• _WHAT YOU HAVE TO DO_
Transcribe exactly the line that contains "Target: pump dispenser bottle" and every line after it through the end of the records, with nothing else.

++++++++++

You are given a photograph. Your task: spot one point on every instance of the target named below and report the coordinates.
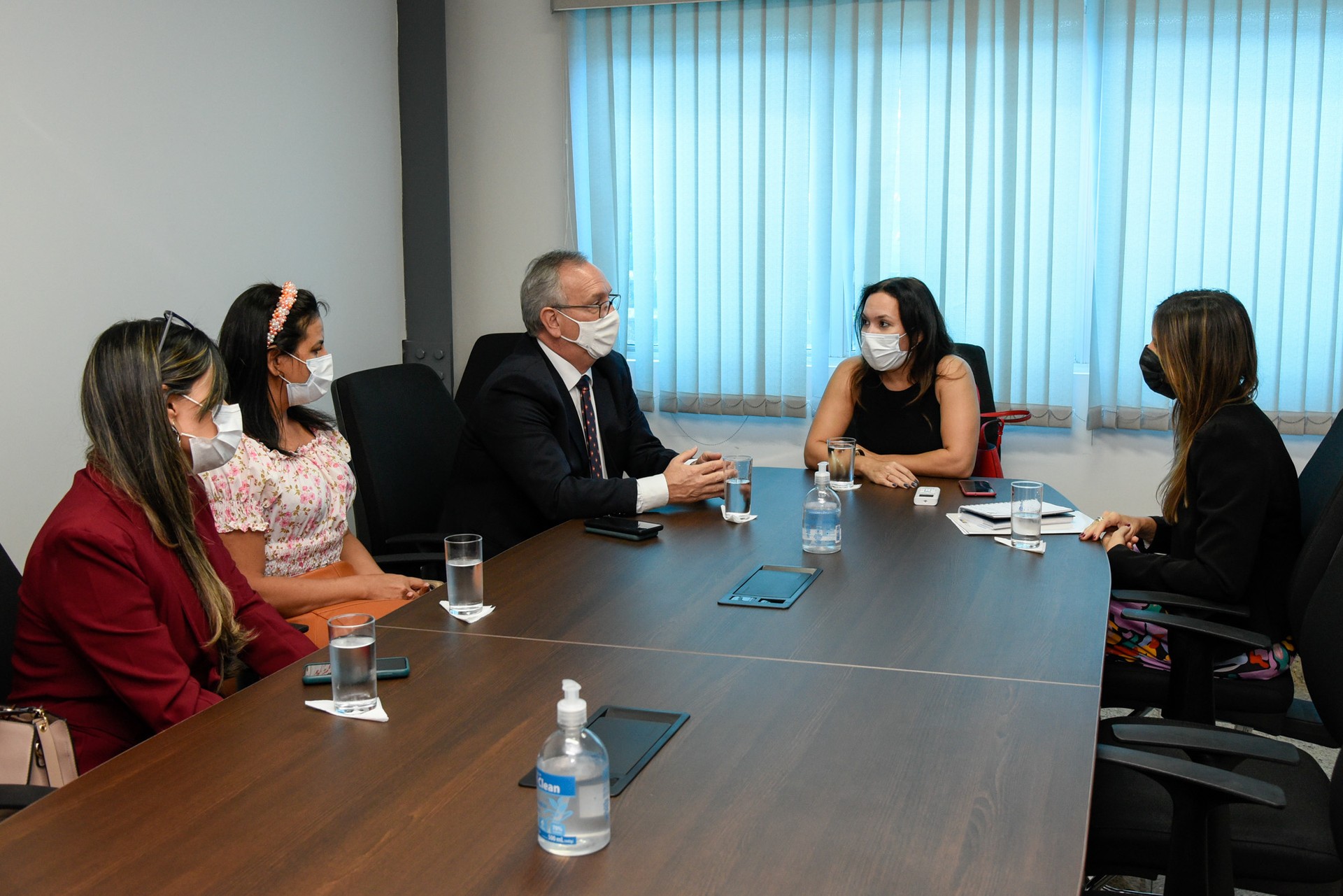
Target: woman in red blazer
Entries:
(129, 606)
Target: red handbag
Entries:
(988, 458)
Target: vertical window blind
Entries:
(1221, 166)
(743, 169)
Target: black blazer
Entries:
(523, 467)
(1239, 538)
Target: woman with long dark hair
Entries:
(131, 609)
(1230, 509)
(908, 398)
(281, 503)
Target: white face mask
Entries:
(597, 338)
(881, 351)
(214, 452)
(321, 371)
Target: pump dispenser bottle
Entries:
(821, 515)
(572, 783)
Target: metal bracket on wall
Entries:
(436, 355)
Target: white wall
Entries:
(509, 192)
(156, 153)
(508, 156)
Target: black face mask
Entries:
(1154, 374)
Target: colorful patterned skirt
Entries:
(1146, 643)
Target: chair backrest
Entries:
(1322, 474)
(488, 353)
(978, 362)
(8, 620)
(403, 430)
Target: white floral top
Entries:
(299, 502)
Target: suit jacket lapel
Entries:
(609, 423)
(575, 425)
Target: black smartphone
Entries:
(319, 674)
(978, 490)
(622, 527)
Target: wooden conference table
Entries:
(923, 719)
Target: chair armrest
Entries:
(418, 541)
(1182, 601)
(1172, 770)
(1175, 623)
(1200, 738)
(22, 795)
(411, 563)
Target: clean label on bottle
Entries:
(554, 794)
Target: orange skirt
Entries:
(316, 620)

++++++++++

• _WORKED SOLUTION_
Target: pump dispenser bottle
Entries:
(821, 515)
(572, 783)
Target: metal bracket on wall
Entries:
(436, 355)
Target: white wall
Entries:
(509, 192)
(156, 153)
(508, 156)
Target: black face mask
Entries:
(1154, 374)
Target: colorful patterned skirt
Entries:
(1146, 643)
Target: chair backrest
Entries:
(1322, 474)
(488, 353)
(978, 362)
(8, 620)
(403, 430)
Target: white floral top
Entries:
(299, 502)
Target: suit jacket lapel
Entries:
(609, 423)
(575, 425)
Target: black smartphone
Entries:
(319, 674)
(978, 490)
(622, 527)
Target: wooden conference table
Entries:
(923, 719)
Target: chair armrest
Entries:
(418, 541)
(1182, 601)
(1172, 770)
(1175, 623)
(1200, 738)
(22, 795)
(411, 563)
Target: clean label on bottle
Entries:
(554, 794)
Target: orange skirt
Entries:
(316, 620)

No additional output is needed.